Er rechnet mit einem Start Mitte, Ende Juli. In der Manufaktur geht es bereits am Freitag mit dem nächsten Konzert weiter. Werner Hassler freut sich, dass Mitte August mit Kikagaku Moyo sogar eine japanische Band auf der Bühne steht: „Das ist der Knaller, da sind wir stolz drauf“, sagt Hassler, der als Höhepunkte aber auch die heimischen Bands Kafvka und International Music benennt. Für einige Konzerte müssen Tickets gekauft werden, andere funktionieren auf Spendenbasis und ohne Reservierung: „Das hat vergangenes Jahr gut funktioniert, wir mussten nie jemanden wegschicken.“

Fellbach feiert sein Jubiläum

Dass die Stadt Fellbach sich, anders als Waiblingen, Backnang und Schorndorf, nicht am gemeinsamen Konzept für einen Rems-Murr-Kultursommer beteiligt hat, ist die Folge gewisser Tempofähigkeiten. Denn die Stadt hatte sich um die Gelder des Programms „Kultursommer 2021“ der Bundeskulturstiftung schon deutlich früher bemüht – und sie anders als die anderen Großen Kreisstädte auch erhalten, wie Kulturamtsleiterin Maja Heidenreich berichtet. 107 000 Euro flossen aus Berlin ins vordere Remstal – Geld, mit dem Theaterprojekte unterstützt oder ausfallende Gagen abgefedert wurden. Für eine erneute Förderrunde konnte sich Fellbach dann natürlich nicht mehr bewerben. Die Stadt am Fuße des Kappelbergs konzentriert sich ansonsten auf die mit vielen Kulturveranstaltungen garnierte 900-Jahr-Feier. Es gibt Vorträge zum Fellbacher Dialekt („Wo man Riebele, Luckeleskäs und Schnitzbrot isst“ am 23. Juni), die Ausstellung „Wort – Ort – Wein“ im Stadtmuseum (ab 17. Juli) und am selben Abend die lange Kulturnacht im Rathaus-Carrée.

Winnenden wägt derzeit noch ab

Das kulturelle Leben in Winnenden liegt zurzeit noch weitgehend brach: Der Citytreff ist abgesagt, und ob die Weintage stattfinden werden, wird erst noch entschieden. Eigentlich sei geplant gewesen, die Weintage zu vergrößern und das Angebot dieses Jahr auszuweiten, sagt Tanja Trefz vom Kulturamt der Stadt. Doch ob das klappt, ist noch nicht sicher. Das letzte Wort ist noch nicht gesprochen.

▶ Arbeitsanweisung: Nenne bitte alle Bands, die im Textauszug namentlich erwähnt werden. Für diese Aufgabe spielen die Daten keine Rolle.

▶ Rohdaten:
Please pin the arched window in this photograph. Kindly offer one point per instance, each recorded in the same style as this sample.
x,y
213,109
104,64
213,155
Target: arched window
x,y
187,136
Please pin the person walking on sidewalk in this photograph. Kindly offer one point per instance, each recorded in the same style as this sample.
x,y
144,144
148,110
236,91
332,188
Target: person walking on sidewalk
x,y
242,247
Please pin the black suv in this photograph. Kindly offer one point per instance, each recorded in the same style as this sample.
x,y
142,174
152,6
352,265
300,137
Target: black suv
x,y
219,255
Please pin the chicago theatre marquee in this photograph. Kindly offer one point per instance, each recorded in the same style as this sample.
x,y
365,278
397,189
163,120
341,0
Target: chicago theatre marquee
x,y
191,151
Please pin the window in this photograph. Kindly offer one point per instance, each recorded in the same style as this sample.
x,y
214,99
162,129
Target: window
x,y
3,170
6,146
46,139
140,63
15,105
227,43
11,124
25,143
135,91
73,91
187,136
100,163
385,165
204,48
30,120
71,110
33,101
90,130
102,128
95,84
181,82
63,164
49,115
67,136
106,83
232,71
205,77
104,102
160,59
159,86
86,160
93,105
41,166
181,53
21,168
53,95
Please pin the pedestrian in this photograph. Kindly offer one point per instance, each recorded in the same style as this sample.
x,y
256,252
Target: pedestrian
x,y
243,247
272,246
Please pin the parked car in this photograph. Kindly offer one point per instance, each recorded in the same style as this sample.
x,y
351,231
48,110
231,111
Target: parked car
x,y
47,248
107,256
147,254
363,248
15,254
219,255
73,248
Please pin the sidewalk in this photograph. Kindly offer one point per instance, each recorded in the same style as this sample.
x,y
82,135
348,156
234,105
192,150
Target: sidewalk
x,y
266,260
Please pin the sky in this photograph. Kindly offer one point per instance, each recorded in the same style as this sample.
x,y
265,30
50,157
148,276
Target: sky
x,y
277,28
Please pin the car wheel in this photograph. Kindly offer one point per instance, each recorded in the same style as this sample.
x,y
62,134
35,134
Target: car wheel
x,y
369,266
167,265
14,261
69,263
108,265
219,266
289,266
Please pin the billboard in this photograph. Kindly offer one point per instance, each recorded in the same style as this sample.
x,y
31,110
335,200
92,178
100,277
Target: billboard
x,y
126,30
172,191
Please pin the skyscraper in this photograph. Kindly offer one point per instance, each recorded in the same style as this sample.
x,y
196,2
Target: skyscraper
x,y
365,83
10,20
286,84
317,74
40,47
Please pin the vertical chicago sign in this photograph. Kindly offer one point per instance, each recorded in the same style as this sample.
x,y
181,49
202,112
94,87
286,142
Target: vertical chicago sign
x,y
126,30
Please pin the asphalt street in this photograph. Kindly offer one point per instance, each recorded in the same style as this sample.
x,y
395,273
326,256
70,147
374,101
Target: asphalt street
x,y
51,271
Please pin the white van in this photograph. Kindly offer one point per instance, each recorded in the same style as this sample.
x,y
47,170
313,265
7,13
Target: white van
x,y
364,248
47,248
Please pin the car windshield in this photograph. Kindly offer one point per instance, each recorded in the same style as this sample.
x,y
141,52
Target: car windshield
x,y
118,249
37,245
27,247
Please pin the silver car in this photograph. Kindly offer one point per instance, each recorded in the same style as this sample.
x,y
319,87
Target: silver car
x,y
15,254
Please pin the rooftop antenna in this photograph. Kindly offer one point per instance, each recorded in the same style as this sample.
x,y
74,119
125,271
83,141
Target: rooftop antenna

▶ Antwortfeld: Kikagaku Moyo, Kafvka, International Music